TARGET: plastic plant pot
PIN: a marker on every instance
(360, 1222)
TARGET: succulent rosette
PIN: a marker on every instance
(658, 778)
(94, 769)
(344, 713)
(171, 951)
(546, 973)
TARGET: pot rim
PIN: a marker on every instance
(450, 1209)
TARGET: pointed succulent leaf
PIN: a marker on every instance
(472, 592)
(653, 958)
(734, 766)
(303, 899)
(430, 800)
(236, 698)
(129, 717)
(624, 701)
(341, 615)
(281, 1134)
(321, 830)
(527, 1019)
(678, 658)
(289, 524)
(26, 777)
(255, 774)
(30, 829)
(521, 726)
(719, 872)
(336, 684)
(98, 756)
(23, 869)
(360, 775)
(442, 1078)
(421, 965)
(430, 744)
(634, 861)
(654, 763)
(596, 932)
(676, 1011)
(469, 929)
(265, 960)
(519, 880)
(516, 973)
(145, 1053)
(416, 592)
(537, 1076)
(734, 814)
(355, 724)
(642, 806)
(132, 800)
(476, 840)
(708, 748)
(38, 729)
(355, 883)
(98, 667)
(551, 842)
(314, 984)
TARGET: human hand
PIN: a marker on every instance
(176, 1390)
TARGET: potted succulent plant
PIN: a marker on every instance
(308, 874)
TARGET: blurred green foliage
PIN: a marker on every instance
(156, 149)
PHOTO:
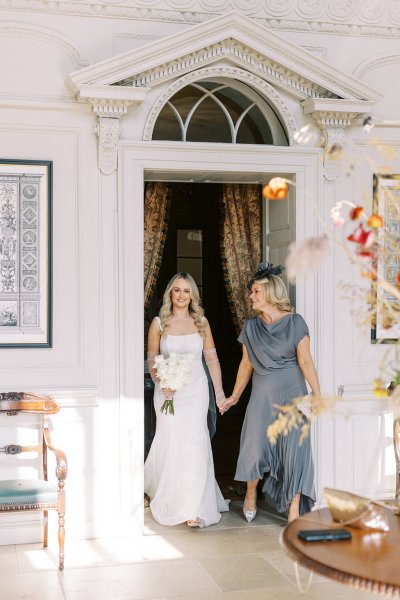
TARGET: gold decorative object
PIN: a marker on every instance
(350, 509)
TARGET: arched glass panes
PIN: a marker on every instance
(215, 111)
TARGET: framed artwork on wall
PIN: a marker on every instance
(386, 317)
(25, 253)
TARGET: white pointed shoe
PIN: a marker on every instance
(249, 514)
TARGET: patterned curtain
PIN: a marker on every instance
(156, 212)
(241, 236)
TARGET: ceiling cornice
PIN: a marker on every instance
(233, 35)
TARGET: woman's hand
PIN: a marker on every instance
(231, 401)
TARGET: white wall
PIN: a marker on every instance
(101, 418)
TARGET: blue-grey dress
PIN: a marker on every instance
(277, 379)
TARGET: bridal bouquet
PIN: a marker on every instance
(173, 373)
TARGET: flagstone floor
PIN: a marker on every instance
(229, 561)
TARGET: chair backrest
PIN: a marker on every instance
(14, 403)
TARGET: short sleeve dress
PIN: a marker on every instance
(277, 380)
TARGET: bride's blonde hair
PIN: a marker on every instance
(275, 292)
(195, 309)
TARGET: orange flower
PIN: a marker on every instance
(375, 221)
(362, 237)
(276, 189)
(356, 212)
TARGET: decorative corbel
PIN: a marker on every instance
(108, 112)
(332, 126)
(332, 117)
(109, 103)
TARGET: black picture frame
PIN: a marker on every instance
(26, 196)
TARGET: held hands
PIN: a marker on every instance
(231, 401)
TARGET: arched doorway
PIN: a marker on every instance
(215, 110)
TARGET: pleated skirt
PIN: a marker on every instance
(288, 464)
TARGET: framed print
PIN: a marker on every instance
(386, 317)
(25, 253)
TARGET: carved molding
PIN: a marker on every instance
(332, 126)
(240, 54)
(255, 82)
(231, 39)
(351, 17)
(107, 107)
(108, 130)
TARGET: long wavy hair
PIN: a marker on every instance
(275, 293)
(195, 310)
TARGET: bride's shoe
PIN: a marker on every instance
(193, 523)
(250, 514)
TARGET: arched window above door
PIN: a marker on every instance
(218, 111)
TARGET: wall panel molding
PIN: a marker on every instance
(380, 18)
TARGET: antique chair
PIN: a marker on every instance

┄┄┄┄┄┄

## Stated problem
Rewrite all of the data above with each "marker" changed to "dot" and nothing else altered. Leave out the pictures.

## Answer
TARGET: plastic plant pot
PIN: a dot on every instance
(360, 1222)
TARGET: succulent rosette
PIN: a dot on every instance
(658, 778)
(94, 769)
(344, 713)
(171, 951)
(546, 973)
TARGET: pot rim
PIN: a dot on every instance
(450, 1209)
TARGET: pointed succulent leaf
PIN: a dot on every instance
(472, 592)
(653, 958)
(734, 766)
(303, 899)
(430, 800)
(236, 698)
(129, 717)
(624, 701)
(341, 615)
(281, 1134)
(321, 830)
(527, 1019)
(678, 658)
(289, 524)
(26, 777)
(255, 774)
(30, 829)
(521, 726)
(719, 872)
(336, 684)
(98, 756)
(23, 869)
(360, 775)
(442, 1078)
(421, 965)
(430, 744)
(634, 861)
(654, 763)
(596, 932)
(676, 1011)
(469, 929)
(265, 960)
(519, 880)
(516, 973)
(145, 1053)
(416, 592)
(537, 1076)
(734, 814)
(355, 724)
(642, 806)
(132, 800)
(476, 840)
(708, 748)
(38, 729)
(355, 883)
(98, 667)
(551, 842)
(314, 984)
TARGET: human hand
PIN: a dot on every instance
(176, 1390)
TARGET: potted succulent plant
PIN: a dot on every instance
(308, 874)
TARGET: blurred green foliage
PIN: a dot on every instance
(156, 149)
PHOTO:
TARGET: gold decorative object
PIN: a dot on every instance
(350, 509)
TARGET: arched glass panes
PIN: a dot on every instance
(215, 111)
TARGET: framed artwork on wall
PIN: a dot on every instance
(386, 317)
(25, 253)
TARGET: white pointed shoe
PIN: a dot on every instance
(249, 514)
TARGET: patterned curtain
PIN: a dot on every instance
(156, 212)
(241, 236)
TARGET: ceiling cornice
PIN: a dot on every instance
(233, 35)
TARGET: woman's hand
PIN: a dot on every instance
(231, 401)
TARGET: white wall
PIN: a dot on every instance
(101, 418)
TARGET: blue-grey dress
PIN: a dot on every instance
(277, 379)
TARGET: bridal bouquet
PIN: a dot on every instance
(173, 373)
TARGET: flagstone floor
PIN: a dot on every instance
(229, 561)
TARGET: chair backrest
PIN: a dot on every instance
(14, 403)
TARGET: short sleeve dress
PIN: a dot on every instance
(277, 380)
TARGET: bride's blonde hair
PIN: a dot on every instance
(275, 292)
(195, 309)
TARGET: orange flower
PIN: a dot on every instance
(375, 221)
(362, 237)
(276, 189)
(356, 212)
TARGET: decorative corbel
PIN: a dot on every instance
(108, 112)
(332, 126)
(332, 117)
(109, 103)
TARGET: black picture frame
PIN: a dot on every instance
(26, 196)
TARGET: held hands
PIN: a dot on every instance
(231, 401)
TARGET: arched doorway
PIN: a dot on every instance
(215, 110)
TARGET: pleated skirt
PIN: a dot on every instance
(288, 464)
TARGET: framed print
PIN: a dot on every instance
(386, 317)
(25, 253)
TARGET: carved molding
PIN: a dot on every instance
(332, 126)
(240, 54)
(255, 82)
(231, 39)
(351, 17)
(107, 107)
(108, 130)
TARGET: long wavy hair
PIN: a dot on every instance
(275, 293)
(195, 310)
TARGET: bride's shoe
PIN: a dot on every instance
(193, 523)
(250, 514)
TARGET: arched window above door
PIN: a dot on every instance
(218, 111)
TARGET: wall panel molding
PIN: a dot on every instance
(380, 18)
TARGET: antique chair
PIN: a dot on every instance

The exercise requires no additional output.